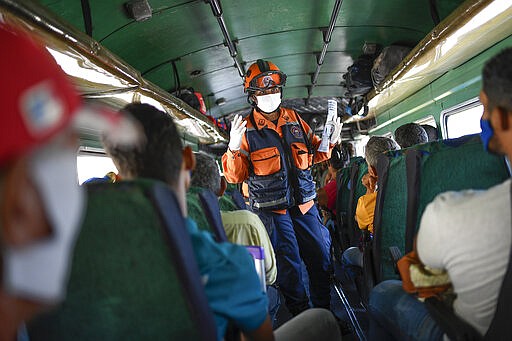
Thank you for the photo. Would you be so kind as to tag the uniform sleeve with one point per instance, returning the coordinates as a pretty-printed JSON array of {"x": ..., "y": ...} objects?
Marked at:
[
  {"x": 429, "y": 244},
  {"x": 235, "y": 165},
  {"x": 231, "y": 284},
  {"x": 319, "y": 156}
]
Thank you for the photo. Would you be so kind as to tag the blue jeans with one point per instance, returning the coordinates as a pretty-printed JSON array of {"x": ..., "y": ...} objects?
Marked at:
[
  {"x": 297, "y": 235},
  {"x": 396, "y": 315},
  {"x": 274, "y": 302}
]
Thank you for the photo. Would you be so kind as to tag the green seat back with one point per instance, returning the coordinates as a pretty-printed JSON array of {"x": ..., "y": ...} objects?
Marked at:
[
  {"x": 346, "y": 199},
  {"x": 457, "y": 165},
  {"x": 434, "y": 168},
  {"x": 124, "y": 282},
  {"x": 390, "y": 211}
]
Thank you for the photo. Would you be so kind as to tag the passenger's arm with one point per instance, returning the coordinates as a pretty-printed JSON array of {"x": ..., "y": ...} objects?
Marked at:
[
  {"x": 263, "y": 333},
  {"x": 429, "y": 241},
  {"x": 322, "y": 197},
  {"x": 235, "y": 164},
  {"x": 231, "y": 284}
]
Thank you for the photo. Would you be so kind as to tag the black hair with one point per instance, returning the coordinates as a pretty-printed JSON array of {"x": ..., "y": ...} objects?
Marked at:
[
  {"x": 159, "y": 156},
  {"x": 206, "y": 174},
  {"x": 497, "y": 80},
  {"x": 410, "y": 134},
  {"x": 431, "y": 132}
]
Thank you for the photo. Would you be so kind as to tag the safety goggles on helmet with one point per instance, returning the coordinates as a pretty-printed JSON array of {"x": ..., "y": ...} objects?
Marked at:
[{"x": 267, "y": 80}]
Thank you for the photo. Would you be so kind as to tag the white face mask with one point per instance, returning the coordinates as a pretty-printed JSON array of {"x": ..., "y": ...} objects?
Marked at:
[
  {"x": 268, "y": 103},
  {"x": 40, "y": 270}
]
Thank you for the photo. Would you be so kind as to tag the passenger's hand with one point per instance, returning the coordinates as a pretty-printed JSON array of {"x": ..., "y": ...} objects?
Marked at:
[
  {"x": 369, "y": 182},
  {"x": 236, "y": 133},
  {"x": 336, "y": 131}
]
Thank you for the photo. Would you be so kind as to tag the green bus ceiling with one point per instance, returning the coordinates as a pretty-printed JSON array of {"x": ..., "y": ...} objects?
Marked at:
[
  {"x": 461, "y": 84},
  {"x": 289, "y": 33}
]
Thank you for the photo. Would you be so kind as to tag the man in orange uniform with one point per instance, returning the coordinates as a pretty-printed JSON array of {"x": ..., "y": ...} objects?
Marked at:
[{"x": 274, "y": 149}]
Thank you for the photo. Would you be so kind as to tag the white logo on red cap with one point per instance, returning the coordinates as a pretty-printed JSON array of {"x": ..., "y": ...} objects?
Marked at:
[{"x": 42, "y": 111}]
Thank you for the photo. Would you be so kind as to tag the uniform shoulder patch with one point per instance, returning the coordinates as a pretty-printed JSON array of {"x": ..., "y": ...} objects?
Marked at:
[{"x": 296, "y": 132}]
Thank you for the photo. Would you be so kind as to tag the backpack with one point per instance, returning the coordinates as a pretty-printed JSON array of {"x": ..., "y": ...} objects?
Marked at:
[
  {"x": 387, "y": 60},
  {"x": 358, "y": 77}
]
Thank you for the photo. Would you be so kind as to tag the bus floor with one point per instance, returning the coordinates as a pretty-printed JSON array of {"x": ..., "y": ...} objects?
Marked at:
[{"x": 345, "y": 304}]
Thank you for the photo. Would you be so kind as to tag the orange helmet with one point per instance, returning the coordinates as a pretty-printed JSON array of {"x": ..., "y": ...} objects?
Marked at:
[{"x": 263, "y": 75}]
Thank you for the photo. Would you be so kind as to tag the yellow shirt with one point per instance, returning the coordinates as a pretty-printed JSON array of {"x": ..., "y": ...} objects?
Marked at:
[
  {"x": 245, "y": 228},
  {"x": 365, "y": 210}
]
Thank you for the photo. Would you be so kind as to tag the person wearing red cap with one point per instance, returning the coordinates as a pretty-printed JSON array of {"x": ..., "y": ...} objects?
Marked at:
[{"x": 40, "y": 200}]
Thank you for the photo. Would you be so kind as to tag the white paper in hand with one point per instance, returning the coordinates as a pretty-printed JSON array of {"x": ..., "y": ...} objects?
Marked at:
[{"x": 332, "y": 111}]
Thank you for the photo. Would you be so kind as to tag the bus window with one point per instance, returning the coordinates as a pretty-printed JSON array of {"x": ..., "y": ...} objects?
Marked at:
[
  {"x": 429, "y": 120},
  {"x": 93, "y": 165},
  {"x": 462, "y": 120}
]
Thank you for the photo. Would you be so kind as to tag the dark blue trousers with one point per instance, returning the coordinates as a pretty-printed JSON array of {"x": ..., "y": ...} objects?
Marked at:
[{"x": 294, "y": 236}]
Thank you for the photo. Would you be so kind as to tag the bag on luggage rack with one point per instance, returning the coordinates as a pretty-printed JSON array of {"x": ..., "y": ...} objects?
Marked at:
[
  {"x": 358, "y": 77},
  {"x": 387, "y": 60}
]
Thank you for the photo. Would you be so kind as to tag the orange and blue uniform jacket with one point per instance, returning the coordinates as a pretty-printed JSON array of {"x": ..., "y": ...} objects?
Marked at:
[{"x": 275, "y": 159}]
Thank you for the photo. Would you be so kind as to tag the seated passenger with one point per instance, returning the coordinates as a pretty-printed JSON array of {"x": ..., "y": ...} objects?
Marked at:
[
  {"x": 366, "y": 203},
  {"x": 231, "y": 283},
  {"x": 431, "y": 132},
  {"x": 327, "y": 194},
  {"x": 466, "y": 233},
  {"x": 242, "y": 227},
  {"x": 41, "y": 204},
  {"x": 410, "y": 134}
]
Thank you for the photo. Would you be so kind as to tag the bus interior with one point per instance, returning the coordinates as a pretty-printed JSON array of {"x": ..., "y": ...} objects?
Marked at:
[{"x": 188, "y": 58}]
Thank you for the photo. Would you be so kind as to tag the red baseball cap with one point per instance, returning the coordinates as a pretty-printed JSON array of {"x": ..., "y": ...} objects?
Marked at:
[{"x": 38, "y": 100}]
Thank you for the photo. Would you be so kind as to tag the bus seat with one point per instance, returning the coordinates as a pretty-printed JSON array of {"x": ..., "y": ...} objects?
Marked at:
[
  {"x": 409, "y": 179},
  {"x": 458, "y": 329},
  {"x": 211, "y": 209},
  {"x": 346, "y": 200},
  {"x": 133, "y": 274},
  {"x": 237, "y": 198},
  {"x": 390, "y": 213},
  {"x": 471, "y": 167}
]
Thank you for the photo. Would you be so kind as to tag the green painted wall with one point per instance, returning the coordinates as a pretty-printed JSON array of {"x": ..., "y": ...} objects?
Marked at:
[{"x": 454, "y": 87}]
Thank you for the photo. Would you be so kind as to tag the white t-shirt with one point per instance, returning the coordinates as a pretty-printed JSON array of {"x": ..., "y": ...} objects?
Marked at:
[{"x": 468, "y": 233}]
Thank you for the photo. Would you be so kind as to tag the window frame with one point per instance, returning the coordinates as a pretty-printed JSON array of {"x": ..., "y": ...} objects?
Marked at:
[{"x": 456, "y": 109}]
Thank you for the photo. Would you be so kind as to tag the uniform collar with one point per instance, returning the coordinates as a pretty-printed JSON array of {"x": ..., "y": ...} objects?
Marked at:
[{"x": 262, "y": 121}]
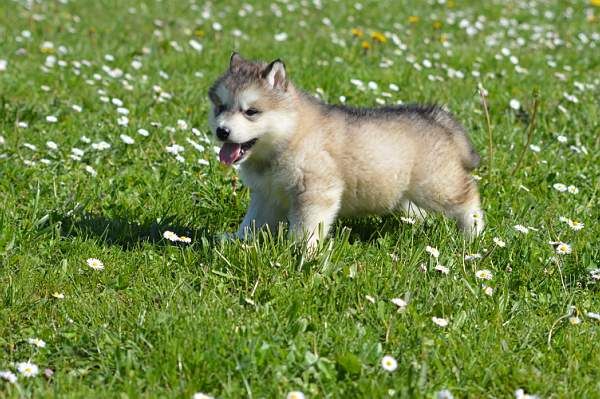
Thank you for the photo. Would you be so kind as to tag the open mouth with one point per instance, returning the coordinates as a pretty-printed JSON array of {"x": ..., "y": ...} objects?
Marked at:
[{"x": 234, "y": 152}]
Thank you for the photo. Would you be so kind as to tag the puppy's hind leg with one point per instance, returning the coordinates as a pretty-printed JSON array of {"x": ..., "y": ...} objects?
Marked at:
[
  {"x": 412, "y": 210},
  {"x": 261, "y": 213},
  {"x": 468, "y": 212}
]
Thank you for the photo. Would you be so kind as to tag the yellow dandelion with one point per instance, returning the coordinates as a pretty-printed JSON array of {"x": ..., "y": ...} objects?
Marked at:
[
  {"x": 378, "y": 37},
  {"x": 357, "y": 32},
  {"x": 413, "y": 19}
]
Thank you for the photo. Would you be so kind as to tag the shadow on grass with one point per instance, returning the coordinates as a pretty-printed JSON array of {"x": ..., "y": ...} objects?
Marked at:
[
  {"x": 129, "y": 234},
  {"x": 370, "y": 229},
  {"x": 125, "y": 233}
]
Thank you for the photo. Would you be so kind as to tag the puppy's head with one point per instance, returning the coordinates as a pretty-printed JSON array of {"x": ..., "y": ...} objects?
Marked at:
[{"x": 251, "y": 107}]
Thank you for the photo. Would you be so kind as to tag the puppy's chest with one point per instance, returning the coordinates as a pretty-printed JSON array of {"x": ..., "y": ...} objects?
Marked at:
[{"x": 270, "y": 185}]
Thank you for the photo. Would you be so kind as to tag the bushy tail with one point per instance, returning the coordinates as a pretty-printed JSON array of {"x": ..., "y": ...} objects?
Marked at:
[{"x": 469, "y": 155}]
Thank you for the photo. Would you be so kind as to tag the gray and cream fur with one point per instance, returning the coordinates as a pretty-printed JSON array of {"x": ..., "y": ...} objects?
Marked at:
[{"x": 307, "y": 162}]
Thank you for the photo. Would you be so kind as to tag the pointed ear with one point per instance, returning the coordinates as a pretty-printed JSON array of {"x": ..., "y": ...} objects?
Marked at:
[
  {"x": 235, "y": 60},
  {"x": 275, "y": 75}
]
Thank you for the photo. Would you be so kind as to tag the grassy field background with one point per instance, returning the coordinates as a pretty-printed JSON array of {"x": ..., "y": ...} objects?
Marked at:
[{"x": 166, "y": 319}]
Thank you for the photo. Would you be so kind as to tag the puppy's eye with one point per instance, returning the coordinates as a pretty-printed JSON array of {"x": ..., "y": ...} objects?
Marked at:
[
  {"x": 251, "y": 112},
  {"x": 219, "y": 108}
]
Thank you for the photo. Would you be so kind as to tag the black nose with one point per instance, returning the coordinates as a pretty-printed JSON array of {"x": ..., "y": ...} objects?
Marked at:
[{"x": 222, "y": 133}]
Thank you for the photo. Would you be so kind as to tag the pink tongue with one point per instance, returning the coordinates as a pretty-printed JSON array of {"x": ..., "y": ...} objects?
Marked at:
[{"x": 230, "y": 152}]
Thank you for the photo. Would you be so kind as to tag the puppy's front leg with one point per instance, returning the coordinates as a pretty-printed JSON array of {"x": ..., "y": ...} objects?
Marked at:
[
  {"x": 312, "y": 214},
  {"x": 261, "y": 212}
]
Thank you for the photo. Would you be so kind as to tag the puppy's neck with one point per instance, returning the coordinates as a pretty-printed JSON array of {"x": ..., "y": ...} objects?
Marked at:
[{"x": 288, "y": 123}]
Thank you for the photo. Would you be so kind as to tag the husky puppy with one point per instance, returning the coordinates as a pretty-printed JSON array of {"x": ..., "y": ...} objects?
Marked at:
[{"x": 308, "y": 162}]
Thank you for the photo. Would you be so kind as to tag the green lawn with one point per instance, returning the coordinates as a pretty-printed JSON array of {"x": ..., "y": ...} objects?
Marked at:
[{"x": 258, "y": 319}]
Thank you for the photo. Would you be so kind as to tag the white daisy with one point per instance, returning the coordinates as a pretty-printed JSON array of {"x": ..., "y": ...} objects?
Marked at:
[
  {"x": 560, "y": 187},
  {"x": 195, "y": 45},
  {"x": 401, "y": 303},
  {"x": 123, "y": 121},
  {"x": 28, "y": 369},
  {"x": 499, "y": 242},
  {"x": 563, "y": 248},
  {"x": 389, "y": 363},
  {"x": 281, "y": 37},
  {"x": 91, "y": 170},
  {"x": 169, "y": 235},
  {"x": 484, "y": 274},
  {"x": 440, "y": 321},
  {"x": 8, "y": 376},
  {"x": 51, "y": 145},
  {"x": 575, "y": 225},
  {"x": 295, "y": 395},
  {"x": 442, "y": 269},
  {"x": 95, "y": 264},
  {"x": 127, "y": 139},
  {"x": 37, "y": 342},
  {"x": 432, "y": 251},
  {"x": 521, "y": 229},
  {"x": 182, "y": 125}
]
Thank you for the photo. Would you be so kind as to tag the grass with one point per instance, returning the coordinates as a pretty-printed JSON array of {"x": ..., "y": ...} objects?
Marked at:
[{"x": 258, "y": 319}]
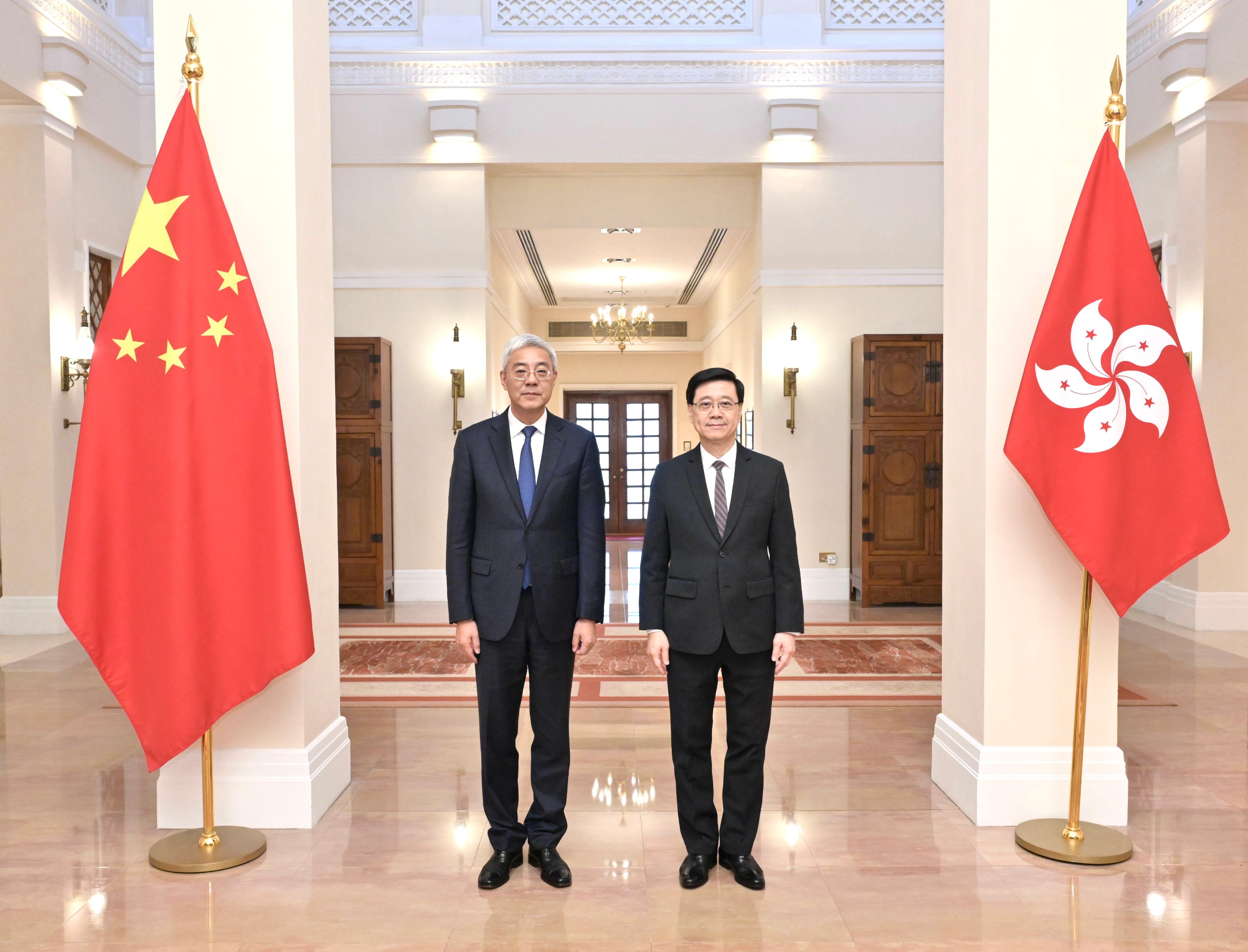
□ □ □ □ □ □ □
▸ SHORT TASK:
List every line of the listing above that contains the string "lawn", treating case as significant.

▸ CORRECT ANSWER:
Thank you for the photo. Would you be so kind as to tag the green lawn with one point per instance, returning the coordinates as a pretty-printed JSON array of {"x": ..., "y": ...} objects?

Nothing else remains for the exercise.